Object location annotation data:
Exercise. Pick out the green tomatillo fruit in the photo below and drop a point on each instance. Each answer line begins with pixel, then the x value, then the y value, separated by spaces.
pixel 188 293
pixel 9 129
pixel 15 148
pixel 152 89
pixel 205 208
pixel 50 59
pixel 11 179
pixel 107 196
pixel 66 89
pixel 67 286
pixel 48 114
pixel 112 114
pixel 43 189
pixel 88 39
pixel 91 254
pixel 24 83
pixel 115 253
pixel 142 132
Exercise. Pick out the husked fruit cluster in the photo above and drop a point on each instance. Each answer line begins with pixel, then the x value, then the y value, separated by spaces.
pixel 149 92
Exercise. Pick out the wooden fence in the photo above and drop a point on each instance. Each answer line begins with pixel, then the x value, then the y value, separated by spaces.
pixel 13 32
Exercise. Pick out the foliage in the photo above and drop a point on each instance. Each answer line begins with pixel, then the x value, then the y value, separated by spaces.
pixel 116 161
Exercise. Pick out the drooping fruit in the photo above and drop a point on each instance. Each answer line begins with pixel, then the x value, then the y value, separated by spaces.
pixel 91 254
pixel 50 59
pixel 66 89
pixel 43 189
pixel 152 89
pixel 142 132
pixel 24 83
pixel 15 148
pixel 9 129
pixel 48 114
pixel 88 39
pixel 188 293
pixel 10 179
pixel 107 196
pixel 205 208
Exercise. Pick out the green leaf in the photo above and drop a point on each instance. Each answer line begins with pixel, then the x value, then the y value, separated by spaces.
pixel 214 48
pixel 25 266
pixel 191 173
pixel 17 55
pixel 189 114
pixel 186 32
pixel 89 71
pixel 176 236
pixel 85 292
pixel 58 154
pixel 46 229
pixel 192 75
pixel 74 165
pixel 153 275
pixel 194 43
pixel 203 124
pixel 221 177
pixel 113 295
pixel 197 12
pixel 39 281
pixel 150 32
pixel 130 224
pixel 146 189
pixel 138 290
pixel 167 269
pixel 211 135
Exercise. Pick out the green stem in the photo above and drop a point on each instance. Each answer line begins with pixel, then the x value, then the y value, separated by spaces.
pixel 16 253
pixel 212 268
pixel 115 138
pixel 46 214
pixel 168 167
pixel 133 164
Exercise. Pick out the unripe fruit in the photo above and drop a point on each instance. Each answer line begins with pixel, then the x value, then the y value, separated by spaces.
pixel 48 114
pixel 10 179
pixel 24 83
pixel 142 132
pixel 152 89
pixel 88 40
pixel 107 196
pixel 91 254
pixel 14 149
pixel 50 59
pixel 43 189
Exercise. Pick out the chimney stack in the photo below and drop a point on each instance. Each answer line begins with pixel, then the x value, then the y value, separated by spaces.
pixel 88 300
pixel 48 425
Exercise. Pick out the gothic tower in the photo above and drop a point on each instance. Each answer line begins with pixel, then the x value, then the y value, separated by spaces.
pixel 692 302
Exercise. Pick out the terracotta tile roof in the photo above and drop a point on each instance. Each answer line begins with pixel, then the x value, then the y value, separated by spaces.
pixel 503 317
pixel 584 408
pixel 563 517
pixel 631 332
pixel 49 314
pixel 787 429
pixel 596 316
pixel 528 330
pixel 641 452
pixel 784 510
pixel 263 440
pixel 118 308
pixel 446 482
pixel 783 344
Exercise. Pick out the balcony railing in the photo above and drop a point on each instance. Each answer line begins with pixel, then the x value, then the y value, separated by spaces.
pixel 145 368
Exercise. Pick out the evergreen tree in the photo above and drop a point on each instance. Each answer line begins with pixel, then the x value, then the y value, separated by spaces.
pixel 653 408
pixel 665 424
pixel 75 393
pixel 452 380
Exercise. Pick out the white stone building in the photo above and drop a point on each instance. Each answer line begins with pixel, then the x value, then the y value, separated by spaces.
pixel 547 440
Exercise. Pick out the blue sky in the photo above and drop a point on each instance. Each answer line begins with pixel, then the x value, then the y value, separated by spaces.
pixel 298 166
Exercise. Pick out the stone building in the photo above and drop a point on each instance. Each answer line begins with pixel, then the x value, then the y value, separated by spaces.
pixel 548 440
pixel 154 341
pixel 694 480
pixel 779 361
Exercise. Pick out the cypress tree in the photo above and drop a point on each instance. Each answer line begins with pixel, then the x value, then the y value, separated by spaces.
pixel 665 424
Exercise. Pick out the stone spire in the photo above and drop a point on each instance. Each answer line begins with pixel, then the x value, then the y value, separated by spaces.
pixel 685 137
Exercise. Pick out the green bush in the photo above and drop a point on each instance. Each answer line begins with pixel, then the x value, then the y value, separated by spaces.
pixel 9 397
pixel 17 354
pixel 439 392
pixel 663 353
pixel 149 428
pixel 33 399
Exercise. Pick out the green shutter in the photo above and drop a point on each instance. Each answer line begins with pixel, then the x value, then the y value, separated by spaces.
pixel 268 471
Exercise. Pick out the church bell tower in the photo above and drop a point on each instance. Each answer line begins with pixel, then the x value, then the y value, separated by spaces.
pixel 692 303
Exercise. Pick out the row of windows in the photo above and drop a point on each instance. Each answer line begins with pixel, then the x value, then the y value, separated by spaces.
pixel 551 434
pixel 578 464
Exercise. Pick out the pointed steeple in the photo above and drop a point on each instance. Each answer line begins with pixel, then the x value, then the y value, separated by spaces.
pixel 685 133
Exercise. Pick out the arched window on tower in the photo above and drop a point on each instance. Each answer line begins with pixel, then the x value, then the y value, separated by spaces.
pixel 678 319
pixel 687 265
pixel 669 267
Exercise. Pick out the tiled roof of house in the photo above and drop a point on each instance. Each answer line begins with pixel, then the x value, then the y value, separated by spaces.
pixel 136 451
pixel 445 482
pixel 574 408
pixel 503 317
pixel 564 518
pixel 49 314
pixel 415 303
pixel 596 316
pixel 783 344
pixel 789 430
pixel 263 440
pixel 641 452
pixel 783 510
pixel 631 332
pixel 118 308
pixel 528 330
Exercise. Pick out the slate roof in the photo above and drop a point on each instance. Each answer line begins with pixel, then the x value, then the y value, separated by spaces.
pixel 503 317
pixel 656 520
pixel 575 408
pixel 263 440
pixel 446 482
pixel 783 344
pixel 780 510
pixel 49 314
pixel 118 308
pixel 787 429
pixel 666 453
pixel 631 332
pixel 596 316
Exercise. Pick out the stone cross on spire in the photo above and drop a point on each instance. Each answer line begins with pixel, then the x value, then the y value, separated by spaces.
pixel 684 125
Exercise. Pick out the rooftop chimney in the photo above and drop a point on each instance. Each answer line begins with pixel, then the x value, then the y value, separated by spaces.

- **Exercise instructions**
Put the lines that start with the line containing "Exercise. Pick out the stone building" and continue through the line containing "pixel 779 361" into a Markdown table, leaving out any blank lines. Use two columns: Row, holding the row number, and Line, holding the line itself.

- **Output of the task**
| Row | Line |
|---|---|
| 1 | Exercise. Pick out the stone building in the photo above and drop a point on each instance. Each answer line begins with pixel, then the x value, then the y value, separated by spaces. |
| 2 | pixel 548 440 |
| 3 | pixel 154 341 |
| 4 | pixel 694 480 |
| 5 | pixel 779 361 |